» **TASK TO CARRY OUT**
Replace "with a point" with "using a single point" everywhere it appears in the entries below, and write the entries out again with nothing else altered.

[Point-based annotation entries]
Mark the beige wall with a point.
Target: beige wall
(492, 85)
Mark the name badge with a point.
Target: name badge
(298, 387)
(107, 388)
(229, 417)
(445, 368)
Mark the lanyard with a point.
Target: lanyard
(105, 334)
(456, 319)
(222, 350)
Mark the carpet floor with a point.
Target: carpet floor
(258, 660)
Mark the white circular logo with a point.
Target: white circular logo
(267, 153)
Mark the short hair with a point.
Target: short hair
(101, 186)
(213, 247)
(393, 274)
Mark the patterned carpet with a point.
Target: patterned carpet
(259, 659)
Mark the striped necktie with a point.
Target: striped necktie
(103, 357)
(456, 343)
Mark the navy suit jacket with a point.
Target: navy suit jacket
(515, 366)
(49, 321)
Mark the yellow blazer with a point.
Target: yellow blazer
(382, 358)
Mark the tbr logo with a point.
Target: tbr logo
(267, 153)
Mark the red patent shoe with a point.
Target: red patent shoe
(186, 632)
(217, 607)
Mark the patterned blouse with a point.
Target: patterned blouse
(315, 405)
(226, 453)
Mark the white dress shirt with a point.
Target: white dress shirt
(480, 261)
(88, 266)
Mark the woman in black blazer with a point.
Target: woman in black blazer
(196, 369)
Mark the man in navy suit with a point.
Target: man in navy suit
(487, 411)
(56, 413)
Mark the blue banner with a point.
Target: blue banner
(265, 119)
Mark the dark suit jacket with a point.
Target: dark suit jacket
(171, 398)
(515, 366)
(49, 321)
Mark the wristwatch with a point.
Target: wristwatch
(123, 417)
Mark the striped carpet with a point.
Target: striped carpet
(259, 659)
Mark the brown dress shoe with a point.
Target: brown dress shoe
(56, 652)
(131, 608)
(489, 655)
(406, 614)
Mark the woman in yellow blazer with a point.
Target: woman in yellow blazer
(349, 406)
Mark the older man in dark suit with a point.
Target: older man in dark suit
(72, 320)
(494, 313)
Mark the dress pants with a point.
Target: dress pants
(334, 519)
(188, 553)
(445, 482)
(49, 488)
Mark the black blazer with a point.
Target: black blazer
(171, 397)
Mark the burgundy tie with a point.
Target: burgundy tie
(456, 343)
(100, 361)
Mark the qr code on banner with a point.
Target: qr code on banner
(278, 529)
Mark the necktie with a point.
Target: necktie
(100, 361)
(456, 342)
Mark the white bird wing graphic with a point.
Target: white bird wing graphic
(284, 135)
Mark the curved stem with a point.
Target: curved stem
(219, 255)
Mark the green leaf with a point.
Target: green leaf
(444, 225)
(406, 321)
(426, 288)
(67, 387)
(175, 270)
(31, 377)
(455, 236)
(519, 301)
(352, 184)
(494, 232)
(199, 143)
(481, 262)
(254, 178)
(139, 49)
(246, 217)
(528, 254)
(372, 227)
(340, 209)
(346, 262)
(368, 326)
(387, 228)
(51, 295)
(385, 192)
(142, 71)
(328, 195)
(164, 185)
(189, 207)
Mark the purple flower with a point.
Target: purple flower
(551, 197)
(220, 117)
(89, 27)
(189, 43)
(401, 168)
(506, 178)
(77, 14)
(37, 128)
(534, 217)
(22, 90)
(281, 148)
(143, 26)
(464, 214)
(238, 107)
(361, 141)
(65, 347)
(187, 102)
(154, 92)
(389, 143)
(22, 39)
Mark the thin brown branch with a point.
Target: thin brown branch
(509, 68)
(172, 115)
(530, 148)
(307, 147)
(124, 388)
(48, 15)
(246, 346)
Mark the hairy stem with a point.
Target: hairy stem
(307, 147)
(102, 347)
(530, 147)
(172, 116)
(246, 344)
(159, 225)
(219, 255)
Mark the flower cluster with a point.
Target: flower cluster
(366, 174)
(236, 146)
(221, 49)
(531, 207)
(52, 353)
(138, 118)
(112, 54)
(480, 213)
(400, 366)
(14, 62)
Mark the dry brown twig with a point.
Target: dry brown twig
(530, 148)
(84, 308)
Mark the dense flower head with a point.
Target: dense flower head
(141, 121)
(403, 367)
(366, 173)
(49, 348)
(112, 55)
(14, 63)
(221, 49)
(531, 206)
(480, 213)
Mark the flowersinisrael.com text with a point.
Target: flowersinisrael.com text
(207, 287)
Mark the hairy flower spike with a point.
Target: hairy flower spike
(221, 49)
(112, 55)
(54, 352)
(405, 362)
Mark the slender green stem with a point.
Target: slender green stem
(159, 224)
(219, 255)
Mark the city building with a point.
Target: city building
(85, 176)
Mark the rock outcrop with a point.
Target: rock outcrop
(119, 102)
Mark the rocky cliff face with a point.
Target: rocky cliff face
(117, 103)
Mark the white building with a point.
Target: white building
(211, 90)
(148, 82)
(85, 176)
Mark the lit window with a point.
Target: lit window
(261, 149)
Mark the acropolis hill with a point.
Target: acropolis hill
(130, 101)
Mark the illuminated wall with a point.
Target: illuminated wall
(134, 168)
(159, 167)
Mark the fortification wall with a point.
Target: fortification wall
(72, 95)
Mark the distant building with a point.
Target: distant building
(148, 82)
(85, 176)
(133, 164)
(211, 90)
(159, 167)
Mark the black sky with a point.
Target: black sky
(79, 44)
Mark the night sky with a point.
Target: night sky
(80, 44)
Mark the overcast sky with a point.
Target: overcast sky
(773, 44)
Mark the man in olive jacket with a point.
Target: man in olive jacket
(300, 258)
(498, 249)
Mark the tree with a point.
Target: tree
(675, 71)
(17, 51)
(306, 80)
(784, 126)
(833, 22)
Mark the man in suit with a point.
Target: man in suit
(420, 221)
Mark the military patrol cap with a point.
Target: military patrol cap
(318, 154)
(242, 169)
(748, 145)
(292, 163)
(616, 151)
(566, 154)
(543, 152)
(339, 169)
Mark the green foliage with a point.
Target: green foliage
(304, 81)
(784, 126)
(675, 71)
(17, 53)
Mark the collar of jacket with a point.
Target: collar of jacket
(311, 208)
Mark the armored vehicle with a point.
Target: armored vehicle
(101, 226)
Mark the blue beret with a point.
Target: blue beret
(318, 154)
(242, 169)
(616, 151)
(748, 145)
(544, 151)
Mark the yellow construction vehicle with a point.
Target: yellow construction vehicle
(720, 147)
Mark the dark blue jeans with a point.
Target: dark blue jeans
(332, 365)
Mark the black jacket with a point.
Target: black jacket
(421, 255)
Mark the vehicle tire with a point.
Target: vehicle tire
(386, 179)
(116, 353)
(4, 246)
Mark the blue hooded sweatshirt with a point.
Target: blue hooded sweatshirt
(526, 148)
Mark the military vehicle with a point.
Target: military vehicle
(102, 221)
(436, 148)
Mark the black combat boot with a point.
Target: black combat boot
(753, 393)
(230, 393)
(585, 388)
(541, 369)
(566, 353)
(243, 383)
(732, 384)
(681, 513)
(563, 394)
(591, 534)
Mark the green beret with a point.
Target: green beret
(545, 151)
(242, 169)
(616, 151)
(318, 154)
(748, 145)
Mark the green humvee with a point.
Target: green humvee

» **SOLUTION**
Mark the beige wall using a single point.
Target: beige wall
(492, 85)
Mark the name badge using a single point.
Target: name badge
(298, 387)
(107, 388)
(229, 417)
(445, 368)
Mark the lanyard using a single point.
Target: lanyard
(105, 334)
(456, 319)
(222, 350)
Mark the carpet floor using a single point.
Target: carpet floor
(258, 660)
Mark the white circular logo using a single point.
Target: white circular logo
(267, 153)
Mark the short hair using a single point.
Target: short hair
(101, 186)
(213, 247)
(393, 274)
Mark the patterned carpet using a single point.
Target: patterned carpet
(259, 659)
Mark the striped necktie using a single point.
Target: striped necktie
(103, 357)
(456, 343)
Mark the navy suit jacket using a single point.
Target: navy suit jacket
(515, 366)
(49, 321)
Mark the yellow blazer using a single point.
Target: yellow blazer
(382, 358)
Mark the tbr logo using a single point.
Target: tbr logo
(267, 153)
Mark the red patent shoe using a single point.
Target: red patent shoe
(186, 632)
(217, 607)
Mark the patterned blouse using a single point.
Target: patterned blouse
(315, 405)
(226, 453)
Mark the white dress shirt using a single point.
Target: white dress shirt
(480, 261)
(88, 266)
Mark the woman in black blazer using a single point.
Target: woman in black blazer
(196, 369)
Mark the man in navy suit using a single point.
Target: man in navy suit
(487, 411)
(56, 413)
Mark the blue banner using a single point.
Target: blue banner
(265, 119)
Mark the dark suit jacket using a single point.
Target: dark suit jacket
(171, 398)
(515, 366)
(49, 321)
Mark the wristwatch using a single point.
Target: wristwatch
(123, 417)
Mark the striped carpet using a single point.
Target: striped carpet
(259, 659)
Mark the brown dress shoe using a single point.
Target: brown dress shoe
(56, 652)
(131, 608)
(489, 655)
(406, 614)
Mark the woman in yellow blazer using a single point.
Target: woman in yellow blazer
(349, 406)
Mark the older man in dark suit using a single point.
Target: older man in dark suit
(72, 320)
(494, 313)
Mark the dress pants using a single point.
Target: dress pants
(334, 519)
(188, 553)
(445, 482)
(49, 488)
Mark the black blazer using a single point.
Target: black blazer
(171, 397)
Mark the burgundy tie using a single point.
Target: burgundy tie
(456, 343)
(100, 361)
Mark the qr code on banner using a single point.
Target: qr code on banner
(278, 529)
Mark the necktie using a single point.
Target: necktie
(100, 361)
(456, 342)
Mark the white bird wing graphic using a single point.
Target: white bird wing graphic
(284, 135)
Mark the curved stem using a single point.
Target: curved stem
(219, 255)
Mark the green leaf using a single point.
Target: green leaf
(444, 225)
(406, 321)
(426, 288)
(67, 387)
(175, 270)
(31, 377)
(455, 236)
(519, 301)
(352, 184)
(494, 232)
(199, 143)
(481, 262)
(254, 178)
(139, 49)
(246, 217)
(528, 254)
(372, 227)
(340, 209)
(346, 262)
(368, 326)
(387, 228)
(51, 295)
(385, 192)
(142, 71)
(328, 195)
(164, 185)
(189, 207)
Mark the purple flower using a single point.
Target: purple flower
(551, 197)
(220, 117)
(89, 27)
(189, 43)
(401, 168)
(506, 178)
(77, 14)
(37, 128)
(534, 217)
(22, 90)
(281, 148)
(143, 26)
(464, 214)
(238, 107)
(361, 141)
(65, 347)
(187, 102)
(154, 92)
(389, 143)
(22, 39)
Mark the thin brown branch using a single point.
Target: thin brown branch
(509, 68)
(172, 115)
(530, 148)
(307, 147)
(124, 388)
(48, 15)
(246, 346)
Mark the hairy stem using a single point.
Target: hairy stem
(307, 147)
(102, 347)
(530, 147)
(172, 116)
(246, 344)
(159, 225)
(219, 255)
Mark the flower cluster using a single point.
Target: flower cluster
(366, 174)
(236, 146)
(221, 49)
(531, 207)
(52, 353)
(138, 118)
(112, 54)
(480, 213)
(400, 366)
(14, 62)
Mark the dry brown twig using a single point.
Target: dry brown twig
(530, 148)
(84, 308)
Mark the dense flower head using a single point.
Target: dense flower head
(141, 121)
(403, 367)
(366, 173)
(49, 348)
(112, 55)
(14, 63)
(221, 49)
(531, 206)
(480, 213)
Mark the flowersinisrael.com text using a single point.
Target: flowersinisrael.com text
(207, 287)
Mark the hairy flower spike using a single point.
Target: hairy flower spike
(221, 49)
(112, 55)
(54, 352)
(405, 362)
Mark the slender green stem using a single point.
Target: slender green stem
(159, 224)
(219, 255)
Mark the city building using a single point.
Target: city building
(85, 176)
Mark the rock outcrop using a single point.
Target: rock outcrop
(119, 102)
Mark the rocky cliff face using a single point.
Target: rocky cliff face
(117, 103)
Mark the white building using a single point.
Target: white building
(211, 90)
(148, 82)
(85, 176)
Mark the lit window using a single point.
Target: lit window
(261, 149)
Mark the acropolis hill using a single point.
Target: acropolis hill
(130, 101)
Mark the illuminated wall using a single point.
Target: illuminated wall
(134, 168)
(159, 167)
Mark the fortification wall using a single point.
Target: fortification wall
(72, 95)
Mark the distant building using a single point.
Target: distant building
(148, 82)
(85, 176)
(133, 164)
(211, 90)
(159, 167)
Mark the black sky using a single point.
Target: black sky
(79, 44)
Mark the night sky using a single point.
Target: night sky
(80, 44)
Mark the overcast sky using a single point.
Target: overcast sky
(773, 44)
Mark the man in olive jacket using a single point.
Target: man in olive jacket
(300, 258)
(498, 249)
Mark the tree using a single point.
Target: tree
(675, 71)
(17, 51)
(306, 80)
(784, 126)
(833, 22)
Mark the man in suit using a single point.
Target: man in suit
(420, 221)
Mark the military patrol cap using a single point.
Target: military patrol cap
(318, 154)
(242, 169)
(748, 145)
(292, 163)
(616, 151)
(566, 154)
(543, 152)
(339, 169)
Mark the green foliage using a single point.
Target: green foliage
(304, 81)
(784, 126)
(675, 71)
(17, 53)
Mark the collar of jacket using a single point.
Target: collar of jacket
(311, 208)
Mark the armored vehicle using a single point.
Target: armored vehicle
(101, 226)
Mark the blue beret using a single point.
Target: blue beret
(318, 154)
(242, 169)
(616, 151)
(748, 145)
(544, 151)
Mark the yellow construction vehicle using a single point.
Target: yellow construction vehicle
(720, 147)
Mark the dark blue jeans using a single point.
Target: dark blue jeans
(332, 365)
Mark the black jacket using a single point.
Target: black jacket
(421, 255)
Mark the vehicle tire using a single point.
Target: vehicle tire
(386, 179)
(116, 353)
(4, 246)
Mark the blue hooded sweatshirt using a single point.
Target: blue hooded sweatshirt
(526, 148)
Mark the military vehicle using a single point.
Target: military vehicle
(102, 221)
(436, 148)
Mark the black combat boot using a single point.
Target: black combat boot
(753, 393)
(230, 393)
(585, 388)
(541, 369)
(566, 353)
(243, 383)
(732, 384)
(681, 513)
(563, 394)
(591, 534)
Mark the green beret using a single point.
Target: green beret
(545, 151)
(242, 169)
(616, 151)
(318, 154)
(748, 145)
Mark the green humvee using a single point.
Target: green humvee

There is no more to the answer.